■ **TASK STATEMENT**:
Retype every record that follows, character for character.

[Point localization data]
^^^^
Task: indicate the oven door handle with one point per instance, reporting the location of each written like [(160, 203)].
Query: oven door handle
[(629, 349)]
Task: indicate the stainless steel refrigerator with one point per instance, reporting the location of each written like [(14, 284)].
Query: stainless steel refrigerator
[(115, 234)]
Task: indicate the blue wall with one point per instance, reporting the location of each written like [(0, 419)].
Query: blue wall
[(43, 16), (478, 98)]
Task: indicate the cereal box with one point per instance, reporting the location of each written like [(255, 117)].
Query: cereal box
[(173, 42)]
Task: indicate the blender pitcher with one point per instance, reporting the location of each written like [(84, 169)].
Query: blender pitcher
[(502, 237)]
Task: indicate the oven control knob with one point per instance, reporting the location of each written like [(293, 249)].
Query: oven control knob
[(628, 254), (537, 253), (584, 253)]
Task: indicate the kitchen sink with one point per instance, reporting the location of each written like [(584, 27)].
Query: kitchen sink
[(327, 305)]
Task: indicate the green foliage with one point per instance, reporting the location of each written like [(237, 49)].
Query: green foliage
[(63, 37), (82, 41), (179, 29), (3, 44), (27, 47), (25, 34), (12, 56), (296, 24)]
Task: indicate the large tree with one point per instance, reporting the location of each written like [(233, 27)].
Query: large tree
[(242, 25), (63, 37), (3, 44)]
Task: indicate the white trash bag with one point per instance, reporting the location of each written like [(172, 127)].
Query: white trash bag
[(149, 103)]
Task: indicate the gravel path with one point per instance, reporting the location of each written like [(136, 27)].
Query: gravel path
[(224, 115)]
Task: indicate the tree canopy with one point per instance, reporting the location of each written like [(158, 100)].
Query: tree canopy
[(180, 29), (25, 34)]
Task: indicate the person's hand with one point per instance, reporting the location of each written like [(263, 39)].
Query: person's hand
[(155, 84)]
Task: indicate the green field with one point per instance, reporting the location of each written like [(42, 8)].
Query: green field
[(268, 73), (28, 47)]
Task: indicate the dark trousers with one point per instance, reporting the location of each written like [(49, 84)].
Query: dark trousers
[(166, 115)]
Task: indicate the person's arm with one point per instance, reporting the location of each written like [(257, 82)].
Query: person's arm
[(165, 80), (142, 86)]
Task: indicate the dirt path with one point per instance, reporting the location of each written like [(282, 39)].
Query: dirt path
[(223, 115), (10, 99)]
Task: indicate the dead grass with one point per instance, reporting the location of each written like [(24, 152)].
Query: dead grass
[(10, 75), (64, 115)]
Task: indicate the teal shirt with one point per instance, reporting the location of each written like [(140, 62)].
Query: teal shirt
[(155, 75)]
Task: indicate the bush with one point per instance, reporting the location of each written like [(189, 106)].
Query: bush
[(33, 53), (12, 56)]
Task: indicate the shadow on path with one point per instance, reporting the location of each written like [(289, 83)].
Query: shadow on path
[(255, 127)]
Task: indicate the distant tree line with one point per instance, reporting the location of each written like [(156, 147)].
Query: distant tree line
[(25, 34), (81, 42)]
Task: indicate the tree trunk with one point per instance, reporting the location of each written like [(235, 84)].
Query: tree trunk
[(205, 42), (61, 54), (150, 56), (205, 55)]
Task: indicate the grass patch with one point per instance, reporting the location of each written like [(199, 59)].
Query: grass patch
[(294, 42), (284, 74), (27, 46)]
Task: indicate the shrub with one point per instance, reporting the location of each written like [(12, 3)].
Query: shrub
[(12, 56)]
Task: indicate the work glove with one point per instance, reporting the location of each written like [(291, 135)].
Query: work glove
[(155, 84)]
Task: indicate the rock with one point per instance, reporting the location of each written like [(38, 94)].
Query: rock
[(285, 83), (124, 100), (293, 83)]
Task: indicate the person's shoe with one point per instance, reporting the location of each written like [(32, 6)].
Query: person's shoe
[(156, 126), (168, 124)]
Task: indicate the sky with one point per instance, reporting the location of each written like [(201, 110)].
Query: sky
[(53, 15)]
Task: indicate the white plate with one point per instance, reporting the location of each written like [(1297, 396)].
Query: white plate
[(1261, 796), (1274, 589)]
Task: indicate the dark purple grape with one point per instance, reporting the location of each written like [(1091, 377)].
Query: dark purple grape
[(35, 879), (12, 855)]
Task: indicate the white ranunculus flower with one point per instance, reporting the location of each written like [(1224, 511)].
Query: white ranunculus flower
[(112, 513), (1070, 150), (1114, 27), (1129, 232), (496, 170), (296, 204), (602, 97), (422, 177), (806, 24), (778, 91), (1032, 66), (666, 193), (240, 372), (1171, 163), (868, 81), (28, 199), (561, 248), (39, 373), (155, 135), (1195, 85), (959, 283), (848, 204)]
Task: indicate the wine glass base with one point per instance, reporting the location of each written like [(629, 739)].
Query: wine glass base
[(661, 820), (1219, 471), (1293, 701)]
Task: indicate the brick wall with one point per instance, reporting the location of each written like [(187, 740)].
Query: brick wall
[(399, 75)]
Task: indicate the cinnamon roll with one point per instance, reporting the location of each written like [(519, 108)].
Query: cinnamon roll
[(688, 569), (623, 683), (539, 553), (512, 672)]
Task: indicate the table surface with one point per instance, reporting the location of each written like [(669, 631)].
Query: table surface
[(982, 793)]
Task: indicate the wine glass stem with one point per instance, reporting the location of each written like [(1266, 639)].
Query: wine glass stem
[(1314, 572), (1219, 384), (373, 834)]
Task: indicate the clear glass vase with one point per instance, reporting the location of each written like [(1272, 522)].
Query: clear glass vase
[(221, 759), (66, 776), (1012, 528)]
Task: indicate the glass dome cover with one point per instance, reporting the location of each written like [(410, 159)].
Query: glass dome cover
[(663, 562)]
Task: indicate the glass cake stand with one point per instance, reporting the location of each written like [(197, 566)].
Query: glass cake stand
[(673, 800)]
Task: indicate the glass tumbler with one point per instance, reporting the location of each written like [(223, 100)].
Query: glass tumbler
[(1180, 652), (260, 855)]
^^^^
■ **SOLUTION TO THE PROBLEM**:
Task: indicate the oven door handle with one point per instance, reporting the location of each written like [(160, 203)].
Query: oven door handle
[(629, 349)]
Task: indicate the stainless steel refrigerator with one point per instance, reporting the location of each written like [(14, 284)].
Query: stainless steel refrigerator
[(115, 234)]
Task: indicate the blue wall with one point per instance, reporting the location of each written like [(0, 419)].
Query: blue wall
[(43, 16), (478, 98)]
Task: indicate the cereal box with one point per instance, reporting the location of each written like [(255, 117)].
Query: cereal box
[(173, 42)]
Task: indicate the blender pitcher with one point per instance, reporting the location of each written like [(84, 169)].
Query: blender pitcher
[(502, 237)]
Task: indicate the oven control knob with one point per instance, reporting the location of each written like [(293, 249)].
Query: oven control knob
[(628, 254), (537, 253), (584, 253)]
Task: indicate the kitchen sink with one point per instance, reporting the location of each written like [(584, 27)].
Query: kitchen sink
[(327, 305)]
Task: indicate the green foliage with one point per instance, reporting the location of each written like [(237, 49)].
Query: green foliage
[(63, 37), (82, 41), (179, 29), (3, 44), (27, 47), (25, 34), (12, 56), (296, 24)]
Task: indicate the large tree with one point per instance, reporting the location of each written like [(233, 27)].
Query: large tree
[(242, 25), (63, 37), (3, 44)]
Task: indicate the white trash bag with one point per instance, reporting the location of each written like [(172, 127)].
Query: white trash bag
[(149, 103)]
Task: indicate the gravel path with one point per instance, reporting the location of each written like [(136, 27)].
Query: gravel path
[(224, 115)]
Task: indicate the tree canopy with one point per instance, reporting the location of each written like [(158, 100)].
Query: tree canopy
[(180, 29), (25, 34)]
Task: indicate the person's hand with one point per instance, reporting the location of each written like [(263, 39)].
Query: person's hand
[(155, 84)]
Task: indicate the green field with one point per instance, reporting the location of each written like [(42, 8)].
Query: green field
[(268, 73), (28, 47)]
Task: indicate the dark trousers with one point per instance, reporting the location of each written like [(49, 84)].
Query: dark trousers
[(166, 115)]
Task: indicate the person's arm with one point per instance, reporting the location of each written like [(257, 82)].
Query: person's arm
[(165, 80), (142, 86)]
Task: indicate the dirt path with one point per instance, reporting the location of each written like [(282, 39)].
Query: dirt path
[(223, 115), (10, 99)]
Task: indicate the dead grass with one point per instance, reporting the location of each written like [(24, 152)].
Query: dead grass
[(10, 75), (64, 115)]
Task: indicate the teal shirt with one point per instance, reporting the location of each written like [(140, 62)].
Query: teal shirt
[(155, 75)]
Task: indicate the bush with one point per instance, reporting the location of each written like [(189, 106)].
Query: bush
[(33, 53), (12, 56)]
Task: indicate the shadow on path with one point per instance, reporting the location of each written like [(289, 83)].
Query: shadow on path
[(255, 127)]
Task: indicate the distant tree line with one point per instance, reporting the location of each written like [(156, 147)].
Query: distant tree line
[(25, 34), (81, 42)]
Task: indicate the tree trunk with one point per instance, reporting the location of each written like [(235, 84)].
Query: tree trunk
[(205, 42), (61, 54), (150, 56), (205, 55)]
Task: indicate the grass patch with one point per instance, reporting the location of each written like [(199, 59)].
Query: grass patch
[(294, 42), (284, 74), (27, 46)]
Task: indicate the shrub with one point per instance, reporting the location of each written like [(12, 3)].
Query: shrub
[(12, 56)]
Task: indicate the work glove with one point per instance, reporting the location of each written like [(291, 135)].
Query: work glove
[(155, 84)]
Task: indicate the rock with one point per instance, reporting the location of each written like [(38, 94)].
Query: rock
[(285, 83), (124, 100), (293, 83)]
Task: indicate the person's shoe with one point per instance, reporting the location of each written like [(32, 6)].
Query: person's shoe
[(156, 126), (168, 124)]
Task: indicate the sky with one point per instance, reporting the location of each written like [(201, 110)].
Query: sky
[(53, 15)]
Task: indicate the white plate with one point per instance, reporting the location of each written like [(1297, 396)].
Query: white plate
[(1261, 796), (1274, 589)]
Task: indicate the dark purple grape with one point per instance, reporting the location of each written like [(1091, 377)].
Query: dark purple grape
[(35, 879), (12, 855)]
Task: indicate the white ranunculus flower with one point per instance, reporting the location of each written like [(1224, 511)].
Query: white ranunculus flower
[(112, 513), (1070, 150), (1114, 27), (1129, 232), (496, 170), (296, 204), (602, 97), (422, 177), (806, 24), (778, 91), (1032, 66), (666, 193), (240, 372), (1171, 163), (868, 81), (28, 199), (561, 248), (39, 373), (155, 135), (1195, 85), (959, 283), (848, 204)]
Task: indicate the wine glass base with one point per instance, reporting the location of each written like [(629, 739)].
Query: wine glass base
[(661, 820), (1219, 471), (1293, 701)]
Task: indicate the brick wall with one point per instance, reporting the location of each written like [(187, 740)].
Query: brick wall
[(399, 75)]
Task: indicate the cinnamon roll with one point per instance, reporting the location of each written like [(519, 108)].
Query: cinnamon roll
[(688, 569), (623, 683), (539, 553), (512, 672)]
Task: indicate the table surface with one point per instance, reporting the location of each written like [(669, 631)].
Query: table surface
[(982, 793)]
Task: indicate the wine glass stem with one point per instance, reporting the location of each written like [(1266, 639)].
Query: wine glass stem
[(1314, 572), (1219, 384), (373, 834)]
Task: indicate the clear glass vase with one point per instance, reporting the location of each written like [(1272, 522)].
Query: clear glass vase
[(221, 759), (66, 776), (1012, 528)]
Task: indicate the glass dome cover with one point per instance, reporting the location of each written like [(410, 159)].
Query: glass dome cover
[(663, 562)]
Task: indicate the glass cake stand with one point per instance, reporting the location of each written like [(197, 566)].
Query: glass cake stand
[(673, 800)]
Task: indicate the glass tumbler with one point per instance, reporting the location of each written like [(223, 100)].
Query: glass tumbler
[(1180, 652), (260, 855)]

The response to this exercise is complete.